Source extract START
Some might be wondering how I wrote an entire memorial day blog without a mention of soldiers, perhaps accusing me of missing the mark or being unpatriotic.
I know we all occasionally forget about or take for granted those in the armed services who make the ultimate sacrifice to provide us the freedoms we hold so dear, but it also doesn’t take much to jog our memories — hopefully.
Let me point out another way our fallen soldiers continue after they die to benefit us civilians.
War leads to advances in trauma care. Historically this includes everything from the invention of the IO to the resurgence of tourniquets. This year the 7th edition of Pre-hospital Trauma Life Support is coming out. A lot of the changes in those care guidelines will be fueled by the research coming out of the Middle East.
For some the shear amount of death in a war is beyond comprehension. But the advantage of collecting all that data is creating a scatter plot so to see what’s actually killing our soldiers, then we can fix it, and then we can apply that to the private sector.
Please don’t think I’m heartless because I’m looking at the benefit of collecting data. I know that when your family is touched by tragedy all that matters to you is that single data point – a human being with a family, friend, hobbies, loves, interests, and stories. I hope I made that clear in my last post about body donors.
Please, just recognise and remember, that after a solider makes the ultimate sacrifice (even if you object to the war) that the data collected from their death will benefit other soldiers, keeping them safe, and will eventually benefit us – keeping us safe at home just like they were fighting to when they were alive.
Source extract END
Listed records START
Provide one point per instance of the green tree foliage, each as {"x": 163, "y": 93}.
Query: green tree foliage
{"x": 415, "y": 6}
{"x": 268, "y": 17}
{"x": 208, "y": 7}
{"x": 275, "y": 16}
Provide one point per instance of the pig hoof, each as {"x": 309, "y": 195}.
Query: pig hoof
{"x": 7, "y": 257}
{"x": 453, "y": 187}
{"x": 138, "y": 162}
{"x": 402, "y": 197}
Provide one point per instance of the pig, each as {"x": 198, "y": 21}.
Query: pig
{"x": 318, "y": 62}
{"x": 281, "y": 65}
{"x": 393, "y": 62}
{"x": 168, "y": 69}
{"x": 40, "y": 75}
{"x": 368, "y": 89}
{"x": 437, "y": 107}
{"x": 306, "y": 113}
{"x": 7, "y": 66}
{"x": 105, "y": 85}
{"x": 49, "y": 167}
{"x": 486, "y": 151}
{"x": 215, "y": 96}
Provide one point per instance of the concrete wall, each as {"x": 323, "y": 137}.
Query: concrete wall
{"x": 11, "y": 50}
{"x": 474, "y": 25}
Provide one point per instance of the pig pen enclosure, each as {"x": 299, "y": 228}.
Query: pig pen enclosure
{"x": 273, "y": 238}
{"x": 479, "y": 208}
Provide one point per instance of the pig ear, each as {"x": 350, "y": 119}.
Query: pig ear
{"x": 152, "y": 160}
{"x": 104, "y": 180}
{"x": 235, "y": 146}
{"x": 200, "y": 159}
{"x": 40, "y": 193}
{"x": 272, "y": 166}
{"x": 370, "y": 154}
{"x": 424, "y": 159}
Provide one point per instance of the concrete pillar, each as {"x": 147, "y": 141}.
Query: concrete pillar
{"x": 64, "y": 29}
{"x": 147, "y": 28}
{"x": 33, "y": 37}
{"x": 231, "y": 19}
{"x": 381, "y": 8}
Listed records END
Please print the Memorial Day blog post above in full, word for word.

*Output of the task:*
Some might be wondering how I wrote an entire memorial day blog without a mention of soldiers, perhaps accusing me of missing the mark or being unpatriotic.
I know we all occasionally forget about or take for granted those in the armed services who make the ultimate sacrifice to provide us the freedoms we hold so dear, but it also doesn’t take much to jog our memories — hopefully.
Let me point out another way our fallen soldiers continue after they die to benefit us civilians.
War leads to advances in trauma care. Historically this includes everything from the invention of the IO to the resurgence of tourniquets. This year the 7th edition of Pre-hospital Trauma Life Support is coming out. A lot of the changes in those care guidelines will be fueled by the research coming out of the Middle East.
For some the shear amount of death in a war is beyond comprehension. But the advantage of collecting all that data is creating a scatter plot so to see what’s actually killing our soldiers, then we can fix it, and then we can apply that to the private sector.
Please don’t think I’m heartless because I’m looking at the benefit of collecting data. I know that when your family is touched by tragedy all that matters to you is that single data point – a human being with a family, friend, hobbies, loves, interests, and stories. I hope I made that clear in my last post about body donors.
Please, just recognise and remember, that after a solider makes the ultimate sacrifice (even if you object to the war) that the data collected from their death will benefit other soldiers, keeping them safe, and will eventually benefit us – keeping us safe at home just like they were fighting to when they were alive.